◆ TASK PROMPT:
In the text below on fasting during menstruation, retype the stretch from "Instead of educating" through "her sanitary pads." word for word.

According to the hadith, teachings, and deeds of Prophet Muhammad, women are exempt from fasting during the month. The practice of women pretending or forced to fast during their periods is rooted in the cultural taboo and not Islamic scripture.
Breaking the taboo
Noor-us-Sama felt liberated in the last Ramzan after she sensitised her younger brothers — 16 and 18 — about menstruation and that women needn’t fast during it. “If women don’t talk, we will never be able to break free from this taboo,” said the 22-year-old graduate.
The first Ramzan after she got her first periods, then a sixth standard student, Sama was woken up by her mother for sehri. “I was a child back then. I had convinced myself that I will be rewarded [by God] for this,” she said.
Forcing herself to keep fasting till iftar had drained her. Worried, her mother didn’t wake her for the sehri for a few days. “But my little brothers told everyone in the family that I didn’t fast for a few days,” she recalled. “They mocked me for it.”
Another time, while preparing iftar for the family, Sama ate a little from what she was cooking. Her brother noticed her eating and kept asking why she had broken her fast. “I felt ashamed to accept that I had eaten something,” she said. “It slowly became a norm to quietly eat for six days — if I ever got the chance.”
Instead of educating her brothers then, she kept with the practice of pretending to fast for several years until this year. “This year, I didn’t fast and in fact, my brother told me that I should not fast when I am on my period,” Sama said, adding that they not only ensured she had eaten but also helped purchase her sanitary pads.
Bringing about this change wasn’t easy. Sama’s mother continues with the practice, reluctant to even talk about the subject of periods. “My mother had been pretending to fast for years and so did I,” she said. “If she had spoken for me, it would have unburdened me.”
“Not talking about periods is considered to be part of haya (modesty) and many women think that they will be considered more worthy of respect by doing this,” she said. “This just takes away our voice.”
Speak up
Rumana Masoodi, the senior resident doctor at the Sher-i-Kashmir Institute of Medical Sciences, said that women were forced to fast owing to the stigma attached to menstruation and their bodies. During periods, she said, women must consume fluids and nourishing food to prevent dehydration and exhaustion due to constant bleeding.

◆ DATA UNDER STUDY:
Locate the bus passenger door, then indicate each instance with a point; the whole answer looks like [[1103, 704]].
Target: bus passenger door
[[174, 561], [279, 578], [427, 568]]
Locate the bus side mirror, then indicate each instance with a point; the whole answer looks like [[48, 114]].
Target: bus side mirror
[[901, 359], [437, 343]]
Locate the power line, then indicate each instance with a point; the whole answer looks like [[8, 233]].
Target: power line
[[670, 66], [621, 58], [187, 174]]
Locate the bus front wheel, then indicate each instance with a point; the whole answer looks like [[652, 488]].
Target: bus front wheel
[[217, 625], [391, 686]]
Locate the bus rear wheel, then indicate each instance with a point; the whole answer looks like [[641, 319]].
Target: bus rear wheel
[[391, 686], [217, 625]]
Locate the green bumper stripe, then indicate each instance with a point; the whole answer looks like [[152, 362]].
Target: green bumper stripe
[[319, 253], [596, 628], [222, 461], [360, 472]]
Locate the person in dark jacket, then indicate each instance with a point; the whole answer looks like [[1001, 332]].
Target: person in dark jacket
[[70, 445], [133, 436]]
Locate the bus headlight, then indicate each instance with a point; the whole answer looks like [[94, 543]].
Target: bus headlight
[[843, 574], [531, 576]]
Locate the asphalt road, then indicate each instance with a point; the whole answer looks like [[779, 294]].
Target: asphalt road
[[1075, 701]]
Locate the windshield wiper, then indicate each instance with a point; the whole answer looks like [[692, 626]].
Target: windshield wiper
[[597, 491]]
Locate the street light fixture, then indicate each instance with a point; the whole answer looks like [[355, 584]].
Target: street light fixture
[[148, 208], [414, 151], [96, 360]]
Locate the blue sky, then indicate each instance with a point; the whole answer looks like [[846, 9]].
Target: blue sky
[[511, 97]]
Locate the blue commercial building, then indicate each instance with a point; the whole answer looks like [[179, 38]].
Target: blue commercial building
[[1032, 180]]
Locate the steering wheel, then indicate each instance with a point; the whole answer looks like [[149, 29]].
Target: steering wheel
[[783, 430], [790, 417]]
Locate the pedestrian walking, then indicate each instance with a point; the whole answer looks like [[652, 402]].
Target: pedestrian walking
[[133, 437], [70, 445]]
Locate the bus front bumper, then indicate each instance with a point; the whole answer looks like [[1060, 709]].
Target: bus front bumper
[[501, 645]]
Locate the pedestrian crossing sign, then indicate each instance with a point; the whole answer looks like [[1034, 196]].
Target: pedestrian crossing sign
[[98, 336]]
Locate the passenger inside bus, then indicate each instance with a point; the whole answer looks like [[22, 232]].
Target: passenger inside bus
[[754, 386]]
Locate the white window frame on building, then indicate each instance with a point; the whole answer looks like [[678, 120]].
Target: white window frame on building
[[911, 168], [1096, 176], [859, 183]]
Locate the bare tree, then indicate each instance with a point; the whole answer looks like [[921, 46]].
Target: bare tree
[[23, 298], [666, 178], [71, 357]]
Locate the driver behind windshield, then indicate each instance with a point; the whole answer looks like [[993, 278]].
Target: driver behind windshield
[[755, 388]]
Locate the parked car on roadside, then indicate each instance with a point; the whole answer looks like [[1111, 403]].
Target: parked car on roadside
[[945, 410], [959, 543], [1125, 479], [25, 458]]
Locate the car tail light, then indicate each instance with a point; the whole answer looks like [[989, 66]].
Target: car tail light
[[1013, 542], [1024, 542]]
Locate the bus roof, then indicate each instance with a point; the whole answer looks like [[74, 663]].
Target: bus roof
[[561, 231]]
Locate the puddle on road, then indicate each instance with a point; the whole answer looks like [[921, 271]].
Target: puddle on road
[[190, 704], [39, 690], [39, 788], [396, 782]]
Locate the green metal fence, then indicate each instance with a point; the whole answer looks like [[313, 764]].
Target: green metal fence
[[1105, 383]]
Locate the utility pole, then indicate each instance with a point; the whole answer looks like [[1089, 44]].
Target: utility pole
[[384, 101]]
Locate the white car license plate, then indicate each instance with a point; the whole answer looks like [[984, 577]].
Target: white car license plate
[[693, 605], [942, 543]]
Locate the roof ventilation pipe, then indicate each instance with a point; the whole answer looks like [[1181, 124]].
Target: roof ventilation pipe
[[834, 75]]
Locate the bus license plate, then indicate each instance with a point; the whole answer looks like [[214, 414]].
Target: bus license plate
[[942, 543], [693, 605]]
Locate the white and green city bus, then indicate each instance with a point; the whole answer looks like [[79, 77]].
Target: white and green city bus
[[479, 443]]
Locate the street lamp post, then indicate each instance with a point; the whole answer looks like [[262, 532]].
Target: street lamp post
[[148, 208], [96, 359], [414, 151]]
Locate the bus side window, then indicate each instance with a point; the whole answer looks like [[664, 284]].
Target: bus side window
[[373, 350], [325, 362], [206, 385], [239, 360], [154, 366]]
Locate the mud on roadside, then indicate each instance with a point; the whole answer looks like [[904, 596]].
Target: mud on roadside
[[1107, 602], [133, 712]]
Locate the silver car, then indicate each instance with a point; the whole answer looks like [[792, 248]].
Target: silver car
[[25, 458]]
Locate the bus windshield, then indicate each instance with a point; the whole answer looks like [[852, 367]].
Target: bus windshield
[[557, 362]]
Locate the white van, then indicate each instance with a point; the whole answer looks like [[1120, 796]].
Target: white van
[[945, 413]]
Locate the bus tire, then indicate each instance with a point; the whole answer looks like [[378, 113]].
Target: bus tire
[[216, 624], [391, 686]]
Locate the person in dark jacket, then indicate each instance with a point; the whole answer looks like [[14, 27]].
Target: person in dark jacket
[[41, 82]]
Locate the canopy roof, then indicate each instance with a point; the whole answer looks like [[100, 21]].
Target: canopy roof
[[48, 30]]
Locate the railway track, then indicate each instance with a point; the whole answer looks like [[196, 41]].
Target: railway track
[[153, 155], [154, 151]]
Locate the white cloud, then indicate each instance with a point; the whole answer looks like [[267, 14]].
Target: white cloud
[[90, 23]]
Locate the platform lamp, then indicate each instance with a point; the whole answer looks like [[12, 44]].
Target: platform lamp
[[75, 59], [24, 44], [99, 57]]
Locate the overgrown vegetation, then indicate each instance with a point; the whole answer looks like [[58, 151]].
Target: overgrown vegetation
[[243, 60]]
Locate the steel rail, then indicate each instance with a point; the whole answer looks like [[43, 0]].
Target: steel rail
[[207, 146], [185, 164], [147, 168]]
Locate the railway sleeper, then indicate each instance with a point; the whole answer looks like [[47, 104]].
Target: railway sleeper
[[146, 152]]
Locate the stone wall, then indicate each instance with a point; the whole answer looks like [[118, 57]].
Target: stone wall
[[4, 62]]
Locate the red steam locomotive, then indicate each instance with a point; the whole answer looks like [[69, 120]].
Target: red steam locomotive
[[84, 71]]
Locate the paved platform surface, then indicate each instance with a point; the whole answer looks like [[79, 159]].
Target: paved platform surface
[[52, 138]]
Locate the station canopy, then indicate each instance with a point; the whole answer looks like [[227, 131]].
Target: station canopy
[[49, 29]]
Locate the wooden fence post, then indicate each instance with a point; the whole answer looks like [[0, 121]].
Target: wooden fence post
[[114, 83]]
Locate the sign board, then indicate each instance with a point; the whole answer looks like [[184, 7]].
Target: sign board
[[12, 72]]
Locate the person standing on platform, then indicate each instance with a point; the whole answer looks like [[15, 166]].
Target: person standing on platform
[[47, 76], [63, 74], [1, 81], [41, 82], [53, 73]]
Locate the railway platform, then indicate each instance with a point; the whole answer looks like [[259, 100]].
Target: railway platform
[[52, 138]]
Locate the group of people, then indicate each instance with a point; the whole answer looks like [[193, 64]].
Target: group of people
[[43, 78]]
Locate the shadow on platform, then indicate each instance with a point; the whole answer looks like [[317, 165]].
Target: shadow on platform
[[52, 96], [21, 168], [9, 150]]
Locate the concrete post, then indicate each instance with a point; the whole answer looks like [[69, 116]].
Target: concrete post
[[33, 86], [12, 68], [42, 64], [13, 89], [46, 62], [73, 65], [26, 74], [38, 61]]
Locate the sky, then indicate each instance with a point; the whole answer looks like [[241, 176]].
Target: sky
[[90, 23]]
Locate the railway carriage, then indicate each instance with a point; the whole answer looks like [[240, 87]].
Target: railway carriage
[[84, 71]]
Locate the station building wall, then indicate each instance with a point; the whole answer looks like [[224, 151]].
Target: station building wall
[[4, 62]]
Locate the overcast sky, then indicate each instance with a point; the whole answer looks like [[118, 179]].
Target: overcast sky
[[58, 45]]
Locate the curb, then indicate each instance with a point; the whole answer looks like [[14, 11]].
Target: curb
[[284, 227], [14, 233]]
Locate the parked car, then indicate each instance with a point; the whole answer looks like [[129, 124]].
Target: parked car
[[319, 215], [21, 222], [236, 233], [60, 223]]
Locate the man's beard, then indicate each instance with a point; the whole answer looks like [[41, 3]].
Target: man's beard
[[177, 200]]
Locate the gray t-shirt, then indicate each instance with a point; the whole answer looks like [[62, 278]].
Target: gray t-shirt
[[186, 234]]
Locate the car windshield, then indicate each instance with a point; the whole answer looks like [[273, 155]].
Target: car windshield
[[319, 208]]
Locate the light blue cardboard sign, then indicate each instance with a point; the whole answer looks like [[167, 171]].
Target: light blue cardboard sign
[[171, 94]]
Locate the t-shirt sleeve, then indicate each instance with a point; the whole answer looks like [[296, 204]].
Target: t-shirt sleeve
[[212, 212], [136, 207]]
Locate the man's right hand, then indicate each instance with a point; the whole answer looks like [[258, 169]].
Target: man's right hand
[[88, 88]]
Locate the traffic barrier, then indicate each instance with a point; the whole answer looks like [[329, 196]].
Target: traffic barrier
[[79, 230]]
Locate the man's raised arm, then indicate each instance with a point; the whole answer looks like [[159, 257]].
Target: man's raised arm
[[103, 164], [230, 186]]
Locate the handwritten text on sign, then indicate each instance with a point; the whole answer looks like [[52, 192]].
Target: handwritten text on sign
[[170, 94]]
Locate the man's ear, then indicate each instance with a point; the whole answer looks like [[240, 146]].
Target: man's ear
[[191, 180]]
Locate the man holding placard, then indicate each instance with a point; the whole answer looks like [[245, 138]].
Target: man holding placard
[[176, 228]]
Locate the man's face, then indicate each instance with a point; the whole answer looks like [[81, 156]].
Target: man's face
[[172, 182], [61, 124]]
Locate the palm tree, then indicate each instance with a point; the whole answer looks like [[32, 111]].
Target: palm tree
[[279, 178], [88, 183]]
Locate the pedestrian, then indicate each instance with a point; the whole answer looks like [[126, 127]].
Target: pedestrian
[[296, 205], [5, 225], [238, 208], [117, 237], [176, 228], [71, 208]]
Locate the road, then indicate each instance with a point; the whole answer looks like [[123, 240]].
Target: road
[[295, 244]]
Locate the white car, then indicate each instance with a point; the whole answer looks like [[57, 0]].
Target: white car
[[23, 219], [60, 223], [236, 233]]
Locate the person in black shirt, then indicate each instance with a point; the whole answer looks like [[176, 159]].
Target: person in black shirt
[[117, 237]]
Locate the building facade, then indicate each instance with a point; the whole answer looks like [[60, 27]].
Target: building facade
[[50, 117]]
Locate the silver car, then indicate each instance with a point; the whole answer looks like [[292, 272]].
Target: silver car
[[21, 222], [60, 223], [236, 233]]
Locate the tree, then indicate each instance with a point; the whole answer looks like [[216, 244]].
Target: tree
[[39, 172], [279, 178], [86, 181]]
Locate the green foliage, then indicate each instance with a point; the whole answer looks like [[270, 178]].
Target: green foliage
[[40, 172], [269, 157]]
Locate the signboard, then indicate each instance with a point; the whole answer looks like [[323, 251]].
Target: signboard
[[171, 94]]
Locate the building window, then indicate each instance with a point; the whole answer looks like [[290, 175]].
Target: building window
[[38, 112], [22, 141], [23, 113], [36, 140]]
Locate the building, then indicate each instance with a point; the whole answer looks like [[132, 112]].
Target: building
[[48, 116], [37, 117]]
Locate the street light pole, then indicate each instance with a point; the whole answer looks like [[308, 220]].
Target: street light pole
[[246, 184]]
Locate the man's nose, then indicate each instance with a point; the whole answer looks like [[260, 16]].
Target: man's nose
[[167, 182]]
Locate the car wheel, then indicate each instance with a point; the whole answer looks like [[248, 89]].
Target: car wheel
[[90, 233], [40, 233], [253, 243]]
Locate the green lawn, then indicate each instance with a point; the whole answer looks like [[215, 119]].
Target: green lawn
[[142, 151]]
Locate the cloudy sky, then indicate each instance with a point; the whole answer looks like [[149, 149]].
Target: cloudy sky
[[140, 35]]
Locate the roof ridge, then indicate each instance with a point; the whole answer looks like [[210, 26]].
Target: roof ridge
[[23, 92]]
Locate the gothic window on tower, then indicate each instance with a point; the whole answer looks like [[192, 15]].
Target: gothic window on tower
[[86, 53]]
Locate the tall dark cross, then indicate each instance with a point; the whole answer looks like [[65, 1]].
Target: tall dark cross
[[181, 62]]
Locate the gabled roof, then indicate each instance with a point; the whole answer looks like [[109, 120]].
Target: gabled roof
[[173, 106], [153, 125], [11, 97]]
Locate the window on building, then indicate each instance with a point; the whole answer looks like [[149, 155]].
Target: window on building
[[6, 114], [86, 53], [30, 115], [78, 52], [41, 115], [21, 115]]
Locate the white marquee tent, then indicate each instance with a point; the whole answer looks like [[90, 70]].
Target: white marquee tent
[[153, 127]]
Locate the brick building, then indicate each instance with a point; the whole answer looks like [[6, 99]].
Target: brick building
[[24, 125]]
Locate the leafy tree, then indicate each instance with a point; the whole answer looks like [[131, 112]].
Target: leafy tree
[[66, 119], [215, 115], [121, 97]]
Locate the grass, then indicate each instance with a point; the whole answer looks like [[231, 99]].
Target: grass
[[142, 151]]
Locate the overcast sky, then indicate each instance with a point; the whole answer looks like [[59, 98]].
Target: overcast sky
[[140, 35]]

◆ REPLY TO THE EXERCISE:
Instead of educating her brothers then, she kept with the practice of pretending to fast for several years until this year. “This year, I didn’t fast and in fact, my brother told me that I should not fast when I am on my period,” Sama said, adding that they not only ensured she had eaten but also helped purchase her sanitary pads.